• Task statement: Give back the whole listing word for word and skip each picture.

--- Dataset extract Enclosed Below ---

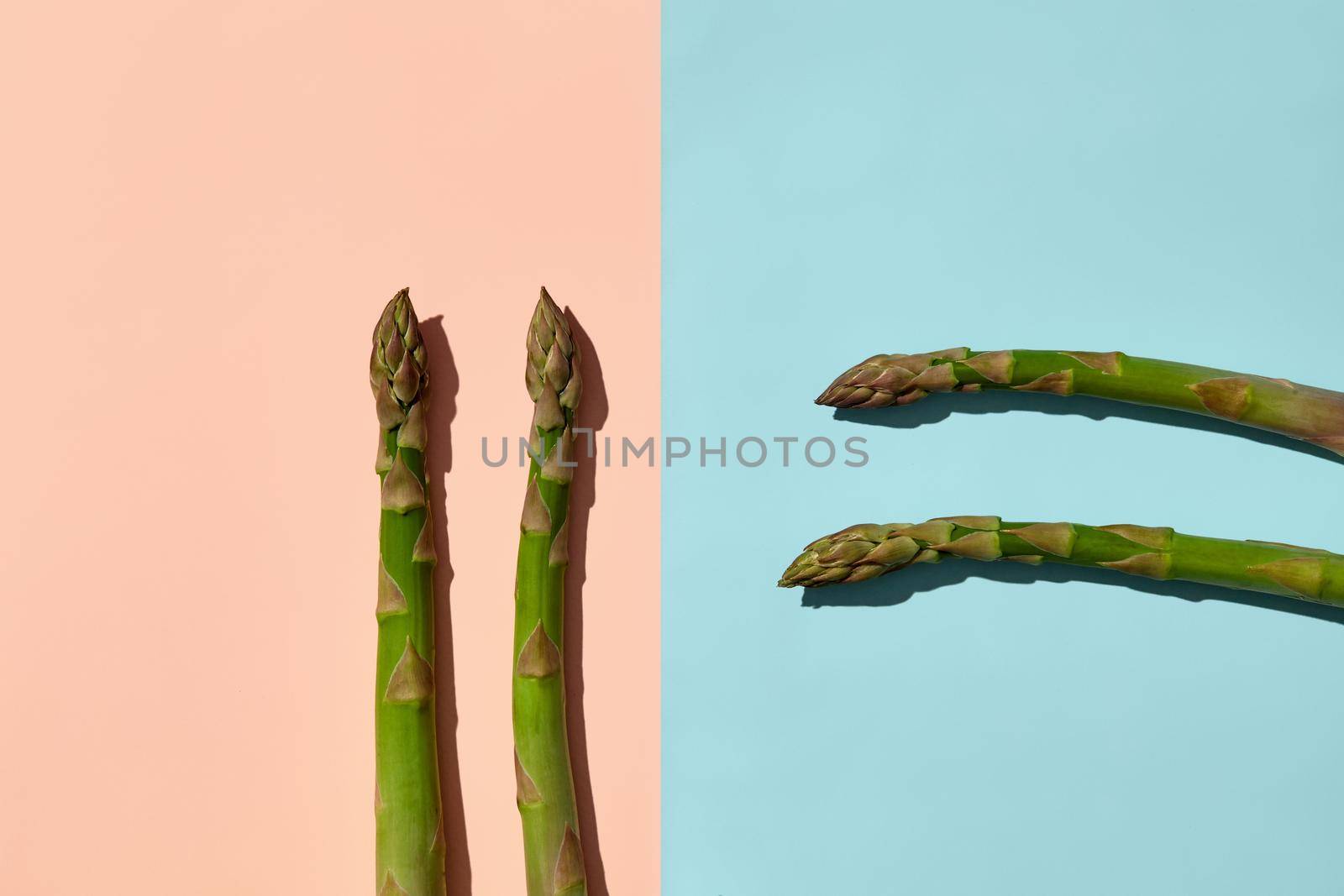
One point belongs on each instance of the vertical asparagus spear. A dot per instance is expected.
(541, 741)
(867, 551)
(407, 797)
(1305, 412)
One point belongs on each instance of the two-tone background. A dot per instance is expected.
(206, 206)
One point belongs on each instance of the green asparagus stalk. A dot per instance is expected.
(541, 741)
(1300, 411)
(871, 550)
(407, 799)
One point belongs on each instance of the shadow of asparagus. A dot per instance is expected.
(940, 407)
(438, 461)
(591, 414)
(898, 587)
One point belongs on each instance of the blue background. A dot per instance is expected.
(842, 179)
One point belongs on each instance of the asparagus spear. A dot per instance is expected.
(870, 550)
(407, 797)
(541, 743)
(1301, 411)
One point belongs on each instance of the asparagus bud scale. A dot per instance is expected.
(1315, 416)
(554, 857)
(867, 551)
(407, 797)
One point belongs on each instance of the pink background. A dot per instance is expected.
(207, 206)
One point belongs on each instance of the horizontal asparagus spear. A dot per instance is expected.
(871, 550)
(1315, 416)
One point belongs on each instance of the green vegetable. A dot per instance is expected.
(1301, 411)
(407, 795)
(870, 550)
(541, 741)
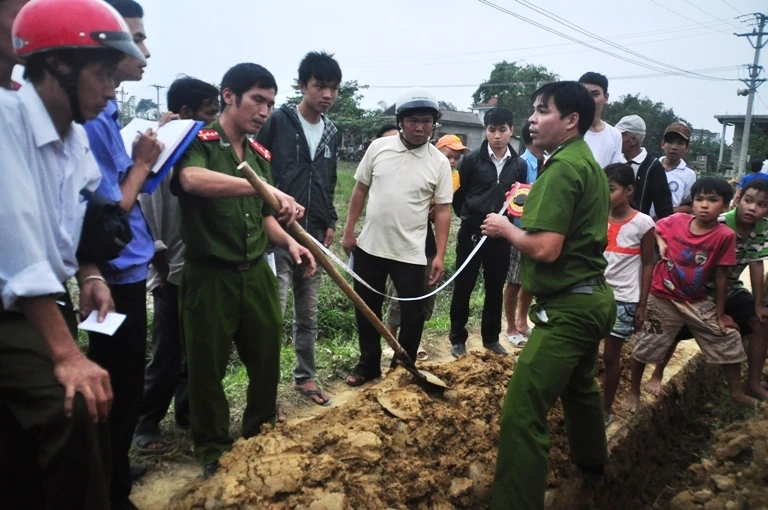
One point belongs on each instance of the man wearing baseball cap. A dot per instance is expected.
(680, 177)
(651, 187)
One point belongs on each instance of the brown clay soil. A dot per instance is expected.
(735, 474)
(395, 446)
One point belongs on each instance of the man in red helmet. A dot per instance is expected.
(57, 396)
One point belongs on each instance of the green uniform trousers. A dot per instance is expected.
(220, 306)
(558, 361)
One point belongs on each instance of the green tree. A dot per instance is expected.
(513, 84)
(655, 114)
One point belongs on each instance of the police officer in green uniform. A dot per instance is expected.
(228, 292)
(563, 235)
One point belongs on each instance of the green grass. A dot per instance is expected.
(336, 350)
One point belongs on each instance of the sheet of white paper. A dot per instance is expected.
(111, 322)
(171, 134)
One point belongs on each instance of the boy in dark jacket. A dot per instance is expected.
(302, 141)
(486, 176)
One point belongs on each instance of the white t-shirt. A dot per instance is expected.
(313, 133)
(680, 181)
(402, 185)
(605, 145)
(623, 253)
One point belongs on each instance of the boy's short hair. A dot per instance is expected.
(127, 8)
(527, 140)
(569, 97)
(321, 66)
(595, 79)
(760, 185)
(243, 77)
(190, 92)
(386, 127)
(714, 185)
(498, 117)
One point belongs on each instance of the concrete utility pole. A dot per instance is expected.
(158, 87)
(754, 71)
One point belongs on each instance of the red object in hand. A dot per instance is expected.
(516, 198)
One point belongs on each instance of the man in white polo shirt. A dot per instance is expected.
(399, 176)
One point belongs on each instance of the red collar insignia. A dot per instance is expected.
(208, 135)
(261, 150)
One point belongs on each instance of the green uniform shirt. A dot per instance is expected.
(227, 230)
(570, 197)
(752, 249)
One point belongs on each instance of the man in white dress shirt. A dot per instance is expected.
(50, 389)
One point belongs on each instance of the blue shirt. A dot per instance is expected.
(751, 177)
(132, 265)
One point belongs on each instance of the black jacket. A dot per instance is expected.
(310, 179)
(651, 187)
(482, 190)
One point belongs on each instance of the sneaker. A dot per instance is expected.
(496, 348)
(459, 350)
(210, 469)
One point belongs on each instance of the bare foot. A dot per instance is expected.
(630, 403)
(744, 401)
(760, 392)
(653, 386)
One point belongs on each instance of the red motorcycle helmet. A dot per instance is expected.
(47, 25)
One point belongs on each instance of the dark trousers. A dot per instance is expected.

--- End of Enclosed Dataset extract ---

• Answer below:
One point belongs on each instance of the vertical asparagus spear. A dot per instance is expected.
(541, 741)
(867, 551)
(407, 797)
(1305, 412)
One point belongs on each instance of the two-tone background. A dot per instance is expected.
(206, 206)
One point belongs on each instance of the green asparagus stalk. A dot per instance is expected.
(541, 741)
(1300, 411)
(871, 550)
(407, 799)
One point belongs on each instance of the shadow of asparagus. A dot per instance is expected.
(940, 407)
(438, 461)
(591, 414)
(898, 587)
One point belongs on each instance of the blue background. A dot per instance is expected.
(842, 179)
One point belongs on each instance of the asparagus spear. A dot per instance is expected.
(870, 550)
(407, 797)
(541, 743)
(1301, 411)
One point belongs on each instance of the asparagus bud scale. A dot per instance is expected.
(1315, 416)
(554, 857)
(867, 551)
(407, 797)
One point belongs on each instance of the pink background. A dot per instance is expected.
(207, 206)
One point belongs on each instance of the horizontal asparagus spear. A dot per instance is expected.
(871, 550)
(1315, 416)
One point belongs on each instance of the green vegetable. A dot per instance is expected.
(1301, 411)
(407, 795)
(870, 550)
(541, 741)
One point belongs on each instance of the man wearing baseball cap. A dot per instance is expected.
(680, 177)
(651, 187)
One point belongs on each instance of the brown clay soil. A dot per instance is expected.
(735, 474)
(395, 446)
One point belongs on each instance of the man in red helmet. A dot per instance is expected.
(57, 396)
One point belongs on each instance of the green uniform trousers. A dot per instance is expected.
(220, 306)
(558, 361)
One point belongs on each instance of the green tree. A dot per instance is expected.
(513, 84)
(655, 114)
One point belongs on each instance of the police officer in green uniform. A dot per instance is expected.
(228, 292)
(563, 235)
One point belongs on each instance of the green grass. A dot per instance is expected.
(336, 350)
One point belongs on each instance of the sheet of white paper. A dot per instance is expected.
(111, 322)
(171, 134)
One point belongs on each instance of the boy in dark jacket. A dot per instance is expected.
(302, 141)
(486, 176)
One point belongs on each instance of the white t-shirt. A dot per instance is expected.
(313, 133)
(680, 181)
(402, 185)
(605, 145)
(623, 253)
One point belongs on each instance of the boy's short hair. A dot per instance is expected.
(127, 8)
(527, 140)
(569, 97)
(321, 66)
(595, 79)
(760, 185)
(243, 77)
(190, 92)
(386, 127)
(714, 185)
(498, 117)
One point belongs on each instance of the concrete utility pole. A dot per instance is expected.
(158, 87)
(754, 71)
One point belongs on each instance of the red object in hand. A dot per instance is expected.
(516, 198)
One point belongs on each instance of the man in white polo shirt. A dot per instance is expected.
(399, 176)
One point belongs on each instance of the red collar insignia. A dot per instance is expected.
(208, 135)
(261, 150)
One point belongs on each instance of the green uniform shirt. A dot per instance is expected.
(227, 230)
(570, 197)
(752, 249)
One point belongs on each instance of the man in white dress shirt. A dot per instance is expected.
(50, 389)
One point belongs on each instance of the blue shirt. A dot per instance is expected.
(751, 177)
(132, 265)
One point belongs on each instance of the black jacket. A dot per instance is expected.
(310, 179)
(651, 187)
(482, 190)
One point belongs on each instance of the sneaker. A dot per instance is expected.
(496, 348)
(459, 350)
(210, 469)
One point belongs on each instance of the bare foot. A dot per instance is expected.
(630, 403)
(744, 401)
(760, 392)
(653, 386)
One point belongs on each instance of the red motorcycle helmet. A dot per instance is expected.
(47, 25)
One point belongs on each instance of the dark trousers. A dot per instance is expected.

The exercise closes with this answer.